• [WORK TO COMPLETE]:
Collect all lines below with the string "mount".

• [Stored items]:
-*-*-

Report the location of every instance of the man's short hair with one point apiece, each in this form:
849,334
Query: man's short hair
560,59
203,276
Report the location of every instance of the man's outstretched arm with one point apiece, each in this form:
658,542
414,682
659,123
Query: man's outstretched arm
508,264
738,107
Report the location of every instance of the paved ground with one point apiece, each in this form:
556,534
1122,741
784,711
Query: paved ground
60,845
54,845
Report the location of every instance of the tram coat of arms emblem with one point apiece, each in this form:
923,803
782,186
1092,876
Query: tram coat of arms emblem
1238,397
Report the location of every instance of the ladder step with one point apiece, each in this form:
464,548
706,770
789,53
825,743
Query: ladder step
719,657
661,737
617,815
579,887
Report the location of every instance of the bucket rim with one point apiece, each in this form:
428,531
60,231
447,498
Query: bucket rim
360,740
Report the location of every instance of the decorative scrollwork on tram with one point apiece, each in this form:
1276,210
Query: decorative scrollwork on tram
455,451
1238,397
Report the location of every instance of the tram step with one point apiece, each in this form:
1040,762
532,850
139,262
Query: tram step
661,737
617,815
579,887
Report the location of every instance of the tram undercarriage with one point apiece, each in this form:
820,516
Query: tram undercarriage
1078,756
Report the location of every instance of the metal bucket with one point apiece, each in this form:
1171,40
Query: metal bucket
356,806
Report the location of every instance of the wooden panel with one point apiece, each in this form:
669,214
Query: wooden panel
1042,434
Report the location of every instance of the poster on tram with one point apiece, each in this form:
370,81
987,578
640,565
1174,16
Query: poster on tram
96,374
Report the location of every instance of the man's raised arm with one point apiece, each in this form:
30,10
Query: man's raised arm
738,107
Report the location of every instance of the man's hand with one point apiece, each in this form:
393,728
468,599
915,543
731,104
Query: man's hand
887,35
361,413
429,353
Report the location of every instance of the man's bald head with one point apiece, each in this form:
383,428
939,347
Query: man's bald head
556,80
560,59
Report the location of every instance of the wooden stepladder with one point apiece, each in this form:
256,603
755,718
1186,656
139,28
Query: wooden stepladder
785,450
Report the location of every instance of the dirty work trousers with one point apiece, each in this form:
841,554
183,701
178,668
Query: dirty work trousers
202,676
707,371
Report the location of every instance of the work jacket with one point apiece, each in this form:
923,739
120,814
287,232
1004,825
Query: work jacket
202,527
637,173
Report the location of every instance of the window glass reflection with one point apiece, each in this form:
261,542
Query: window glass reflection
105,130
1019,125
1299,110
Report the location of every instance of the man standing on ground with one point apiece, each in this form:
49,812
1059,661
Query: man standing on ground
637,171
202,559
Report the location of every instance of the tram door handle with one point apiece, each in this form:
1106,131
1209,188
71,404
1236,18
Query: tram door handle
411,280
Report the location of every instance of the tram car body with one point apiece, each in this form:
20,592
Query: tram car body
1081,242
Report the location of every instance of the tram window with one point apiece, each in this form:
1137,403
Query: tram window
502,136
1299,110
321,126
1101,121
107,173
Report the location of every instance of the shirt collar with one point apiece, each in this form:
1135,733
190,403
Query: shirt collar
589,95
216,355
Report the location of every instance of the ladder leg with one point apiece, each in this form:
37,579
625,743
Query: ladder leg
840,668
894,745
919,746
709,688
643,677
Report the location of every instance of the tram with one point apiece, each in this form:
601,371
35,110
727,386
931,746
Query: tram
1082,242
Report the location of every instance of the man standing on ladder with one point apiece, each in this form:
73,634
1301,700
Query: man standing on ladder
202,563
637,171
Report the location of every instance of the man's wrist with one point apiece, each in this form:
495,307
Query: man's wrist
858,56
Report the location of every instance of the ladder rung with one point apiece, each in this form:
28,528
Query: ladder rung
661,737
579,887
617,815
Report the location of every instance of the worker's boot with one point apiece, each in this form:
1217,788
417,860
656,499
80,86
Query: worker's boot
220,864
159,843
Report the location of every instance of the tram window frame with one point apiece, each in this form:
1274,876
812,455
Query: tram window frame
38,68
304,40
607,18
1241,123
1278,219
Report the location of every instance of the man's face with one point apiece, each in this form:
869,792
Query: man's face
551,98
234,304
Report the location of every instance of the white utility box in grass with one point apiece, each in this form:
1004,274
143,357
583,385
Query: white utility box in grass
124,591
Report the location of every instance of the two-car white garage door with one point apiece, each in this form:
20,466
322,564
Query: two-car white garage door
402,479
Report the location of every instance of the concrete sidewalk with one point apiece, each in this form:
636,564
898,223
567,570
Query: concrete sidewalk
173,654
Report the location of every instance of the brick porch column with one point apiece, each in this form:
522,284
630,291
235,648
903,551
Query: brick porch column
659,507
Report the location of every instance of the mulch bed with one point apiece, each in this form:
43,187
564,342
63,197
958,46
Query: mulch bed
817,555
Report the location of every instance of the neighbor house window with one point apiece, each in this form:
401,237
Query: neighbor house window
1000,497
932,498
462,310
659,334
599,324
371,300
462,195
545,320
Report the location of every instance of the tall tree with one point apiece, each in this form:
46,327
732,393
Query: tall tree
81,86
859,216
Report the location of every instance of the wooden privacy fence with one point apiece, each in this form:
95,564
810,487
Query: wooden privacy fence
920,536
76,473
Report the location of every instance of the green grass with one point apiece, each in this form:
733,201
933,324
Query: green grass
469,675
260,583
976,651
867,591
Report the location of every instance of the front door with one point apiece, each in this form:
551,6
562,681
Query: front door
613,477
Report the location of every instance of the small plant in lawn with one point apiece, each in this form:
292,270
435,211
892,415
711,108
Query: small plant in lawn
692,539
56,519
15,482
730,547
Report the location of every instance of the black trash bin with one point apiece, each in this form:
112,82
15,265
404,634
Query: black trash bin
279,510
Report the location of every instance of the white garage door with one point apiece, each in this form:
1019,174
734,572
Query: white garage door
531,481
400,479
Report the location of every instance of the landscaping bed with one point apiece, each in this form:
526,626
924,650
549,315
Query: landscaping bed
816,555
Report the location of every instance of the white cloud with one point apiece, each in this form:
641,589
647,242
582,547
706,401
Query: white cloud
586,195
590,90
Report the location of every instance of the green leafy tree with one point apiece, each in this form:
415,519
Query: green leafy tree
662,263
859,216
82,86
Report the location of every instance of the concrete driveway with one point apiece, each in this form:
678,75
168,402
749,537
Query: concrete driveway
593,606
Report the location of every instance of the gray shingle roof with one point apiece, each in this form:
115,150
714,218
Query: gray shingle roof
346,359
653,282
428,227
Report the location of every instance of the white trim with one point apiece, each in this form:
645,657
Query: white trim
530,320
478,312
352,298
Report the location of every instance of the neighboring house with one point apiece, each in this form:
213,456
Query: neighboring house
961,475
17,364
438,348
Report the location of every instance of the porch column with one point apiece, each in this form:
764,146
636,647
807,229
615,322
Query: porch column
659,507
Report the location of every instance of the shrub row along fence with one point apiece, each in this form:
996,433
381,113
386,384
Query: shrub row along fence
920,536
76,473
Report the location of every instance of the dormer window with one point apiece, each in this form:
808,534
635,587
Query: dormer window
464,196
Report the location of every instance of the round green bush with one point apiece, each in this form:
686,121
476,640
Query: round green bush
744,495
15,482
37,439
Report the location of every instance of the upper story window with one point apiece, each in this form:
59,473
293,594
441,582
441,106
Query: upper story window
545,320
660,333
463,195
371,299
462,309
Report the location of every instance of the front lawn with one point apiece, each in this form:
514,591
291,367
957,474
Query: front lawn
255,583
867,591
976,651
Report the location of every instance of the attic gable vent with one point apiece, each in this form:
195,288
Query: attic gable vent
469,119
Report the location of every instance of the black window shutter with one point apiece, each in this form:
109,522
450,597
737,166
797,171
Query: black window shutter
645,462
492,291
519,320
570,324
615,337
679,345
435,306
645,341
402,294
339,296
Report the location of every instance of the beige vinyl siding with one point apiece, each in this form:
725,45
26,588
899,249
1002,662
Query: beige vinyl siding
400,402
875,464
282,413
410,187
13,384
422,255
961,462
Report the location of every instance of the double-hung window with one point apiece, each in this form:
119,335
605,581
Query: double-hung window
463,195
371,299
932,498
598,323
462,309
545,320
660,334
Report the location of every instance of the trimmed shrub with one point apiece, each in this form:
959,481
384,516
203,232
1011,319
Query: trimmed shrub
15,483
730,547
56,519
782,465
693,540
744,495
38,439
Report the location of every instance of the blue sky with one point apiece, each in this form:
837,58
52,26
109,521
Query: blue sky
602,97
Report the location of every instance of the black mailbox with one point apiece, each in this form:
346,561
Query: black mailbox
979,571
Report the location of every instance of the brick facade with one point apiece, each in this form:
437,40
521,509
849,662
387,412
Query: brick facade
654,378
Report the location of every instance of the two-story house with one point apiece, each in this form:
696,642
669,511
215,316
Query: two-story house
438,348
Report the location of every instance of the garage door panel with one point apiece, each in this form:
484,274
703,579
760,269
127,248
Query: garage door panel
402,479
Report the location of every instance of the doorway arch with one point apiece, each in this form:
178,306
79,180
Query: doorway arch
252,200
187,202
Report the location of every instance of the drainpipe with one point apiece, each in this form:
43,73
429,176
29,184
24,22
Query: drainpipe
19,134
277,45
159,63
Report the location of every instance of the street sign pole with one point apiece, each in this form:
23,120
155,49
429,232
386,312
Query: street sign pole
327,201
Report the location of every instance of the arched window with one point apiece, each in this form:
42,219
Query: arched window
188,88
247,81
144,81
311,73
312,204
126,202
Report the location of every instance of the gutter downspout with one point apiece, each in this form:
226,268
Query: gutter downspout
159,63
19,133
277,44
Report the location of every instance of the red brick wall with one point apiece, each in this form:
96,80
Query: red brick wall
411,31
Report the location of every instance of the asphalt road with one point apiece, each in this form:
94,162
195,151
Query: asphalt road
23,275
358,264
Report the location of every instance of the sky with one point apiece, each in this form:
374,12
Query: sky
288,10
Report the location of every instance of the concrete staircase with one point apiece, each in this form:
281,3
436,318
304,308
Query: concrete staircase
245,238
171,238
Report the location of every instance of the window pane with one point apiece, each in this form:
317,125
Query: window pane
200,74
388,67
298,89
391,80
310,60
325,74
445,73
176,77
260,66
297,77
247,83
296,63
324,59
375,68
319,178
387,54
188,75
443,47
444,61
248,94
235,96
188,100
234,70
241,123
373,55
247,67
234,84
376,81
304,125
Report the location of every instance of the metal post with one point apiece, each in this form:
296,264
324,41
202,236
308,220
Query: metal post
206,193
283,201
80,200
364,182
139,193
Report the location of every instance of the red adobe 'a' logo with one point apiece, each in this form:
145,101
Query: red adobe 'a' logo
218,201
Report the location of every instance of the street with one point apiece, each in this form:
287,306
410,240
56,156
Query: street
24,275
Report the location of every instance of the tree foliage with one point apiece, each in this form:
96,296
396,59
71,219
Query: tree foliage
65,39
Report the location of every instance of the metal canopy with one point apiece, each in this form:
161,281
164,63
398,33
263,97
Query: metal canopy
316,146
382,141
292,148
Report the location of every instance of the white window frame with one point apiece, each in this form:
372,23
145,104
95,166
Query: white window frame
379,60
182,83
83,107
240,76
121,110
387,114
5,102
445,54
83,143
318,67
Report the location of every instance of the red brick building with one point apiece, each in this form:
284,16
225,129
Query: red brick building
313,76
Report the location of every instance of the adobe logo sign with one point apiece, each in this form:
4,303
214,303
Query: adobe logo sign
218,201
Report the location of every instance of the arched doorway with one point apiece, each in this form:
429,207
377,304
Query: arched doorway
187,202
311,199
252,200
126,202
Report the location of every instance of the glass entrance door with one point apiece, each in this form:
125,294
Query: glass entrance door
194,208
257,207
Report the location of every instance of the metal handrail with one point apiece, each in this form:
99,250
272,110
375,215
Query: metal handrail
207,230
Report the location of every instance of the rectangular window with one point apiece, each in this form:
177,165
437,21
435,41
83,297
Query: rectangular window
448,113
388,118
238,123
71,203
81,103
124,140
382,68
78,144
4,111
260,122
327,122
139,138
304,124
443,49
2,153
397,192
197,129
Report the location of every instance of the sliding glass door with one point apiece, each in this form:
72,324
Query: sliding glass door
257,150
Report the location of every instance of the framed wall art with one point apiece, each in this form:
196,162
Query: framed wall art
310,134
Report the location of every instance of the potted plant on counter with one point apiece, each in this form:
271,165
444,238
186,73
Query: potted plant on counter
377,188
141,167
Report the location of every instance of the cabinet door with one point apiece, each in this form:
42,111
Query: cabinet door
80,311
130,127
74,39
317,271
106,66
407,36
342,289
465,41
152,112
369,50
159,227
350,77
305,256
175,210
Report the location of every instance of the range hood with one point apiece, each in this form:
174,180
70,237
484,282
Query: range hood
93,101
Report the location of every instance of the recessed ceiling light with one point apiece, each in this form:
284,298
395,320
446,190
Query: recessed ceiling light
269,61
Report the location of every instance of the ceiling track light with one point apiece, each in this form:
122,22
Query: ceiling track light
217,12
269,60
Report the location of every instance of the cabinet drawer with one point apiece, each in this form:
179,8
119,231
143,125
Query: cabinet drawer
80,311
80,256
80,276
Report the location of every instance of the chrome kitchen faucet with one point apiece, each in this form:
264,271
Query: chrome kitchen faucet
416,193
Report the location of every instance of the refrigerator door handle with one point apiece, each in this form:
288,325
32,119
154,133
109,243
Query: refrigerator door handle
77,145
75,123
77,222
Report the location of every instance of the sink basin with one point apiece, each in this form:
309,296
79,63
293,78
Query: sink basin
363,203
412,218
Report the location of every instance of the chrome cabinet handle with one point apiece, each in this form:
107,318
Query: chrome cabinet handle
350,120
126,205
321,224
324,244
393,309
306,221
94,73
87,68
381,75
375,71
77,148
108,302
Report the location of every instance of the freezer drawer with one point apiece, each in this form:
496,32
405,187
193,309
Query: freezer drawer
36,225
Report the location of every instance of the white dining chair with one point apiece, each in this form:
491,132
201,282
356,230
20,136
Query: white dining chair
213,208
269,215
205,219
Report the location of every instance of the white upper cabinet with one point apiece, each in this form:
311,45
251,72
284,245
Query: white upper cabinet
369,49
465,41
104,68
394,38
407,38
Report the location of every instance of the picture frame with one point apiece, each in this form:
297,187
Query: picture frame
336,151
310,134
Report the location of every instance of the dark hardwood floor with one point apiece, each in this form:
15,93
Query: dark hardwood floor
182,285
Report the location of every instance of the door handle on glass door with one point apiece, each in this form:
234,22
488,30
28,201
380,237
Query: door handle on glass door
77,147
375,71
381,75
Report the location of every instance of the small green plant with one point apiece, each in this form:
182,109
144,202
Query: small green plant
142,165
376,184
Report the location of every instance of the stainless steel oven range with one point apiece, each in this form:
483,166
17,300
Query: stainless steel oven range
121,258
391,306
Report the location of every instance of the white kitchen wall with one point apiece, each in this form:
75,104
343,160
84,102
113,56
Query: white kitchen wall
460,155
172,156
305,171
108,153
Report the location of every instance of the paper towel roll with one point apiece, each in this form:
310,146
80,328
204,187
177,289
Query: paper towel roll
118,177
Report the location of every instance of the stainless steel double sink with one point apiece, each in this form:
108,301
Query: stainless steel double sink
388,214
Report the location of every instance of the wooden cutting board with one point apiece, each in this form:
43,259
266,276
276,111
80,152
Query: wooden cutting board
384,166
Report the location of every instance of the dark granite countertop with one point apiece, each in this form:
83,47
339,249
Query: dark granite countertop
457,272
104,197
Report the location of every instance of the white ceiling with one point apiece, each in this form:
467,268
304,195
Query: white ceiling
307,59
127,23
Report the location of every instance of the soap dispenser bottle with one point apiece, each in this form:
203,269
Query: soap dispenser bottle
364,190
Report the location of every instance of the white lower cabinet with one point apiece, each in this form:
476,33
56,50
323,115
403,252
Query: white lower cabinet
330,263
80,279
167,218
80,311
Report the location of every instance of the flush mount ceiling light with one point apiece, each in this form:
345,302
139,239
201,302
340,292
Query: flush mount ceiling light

-*-*-

• [REPLY]:
Report the location of every instance of the flush mount ceiling light with one point apiece, each in this form:
Query: flush mount ceiling light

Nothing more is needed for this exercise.